• _Passage to read_:
= = = = =

Among other positions, she served as the US Consul General in Istanbul, the Director of the Office of Central American and Panamanian Affairs in the Bureau of Inter-American Affairs in 1961, and the Director of the Office of Greek, Turkish, and Iranian Affairs from November 1962 until 1966. According to Peter B. Swiers, Consular Officer to Athens from 1961 to 1964, Bracken was one of the most well-known examples of women in higher positions on the political/economic side of the State Department. In 1962, Bracken was presented the Federal Woman's Award as the third highest ranking woman in the Foreign Service and the "only woman Officer Director in the Department's five Regional Bureaus." She was only the second woman in the Department of State to win this award.

= = = = =

• _Provided data_:

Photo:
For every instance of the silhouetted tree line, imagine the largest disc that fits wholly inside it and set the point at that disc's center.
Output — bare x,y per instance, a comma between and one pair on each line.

= = = = =

• _Complete the following_:
(1) Rewrite the passage on Bracken's diplomatic career, everything from "Among other positions, she" down to "win this award.", substituting "Chief" for each "Director".
(2) Pick up the passage on Bracken's diplomatic career after its final sentence and carry it further.

• _Answer section_:
(1)
Among other positions, she served as the US Consul General in Istanbul, the Chief of the Office of Central American and Panamanian Affairs in the Bureau of Inter-American Affairs in 1961, and the Chief of the Office of Greek, Turkish, and Iranian Affairs from November 1962 until 1966. According to Peter B. Swiers, Consular Officer to Athens from 1961 to 1964, Bracken was one of the most well-known examples of women in higher positions on the political/economic side of the State Department. In 1962, Bracken was presented the Federal Woman's Award as the third highest ranking woman in the Foreign Service and the "only woman Officer Chief in the Department's five Regional Bureaus." She was only the second woman in the Department of State to win this award.

(2)
Bracken was fluent in Greek, Turkish, Persian, and Spanish and was well-renowned for going above and beyond the language expectations of FSOs. After being assigned to serve as the US Consul General in Istanbul, the Foreign Service Institute proposed Bracken study Turkish at Princeton University in 1953. Princeton did not accept female students, but did accept Bracken after the dean of FSI threatened to stop sending FSOs to study there, under the condition that Bracken not be granted a degree, nor provided with university housing and facilities.

Bracken retired from the Foreign Service in May 1967.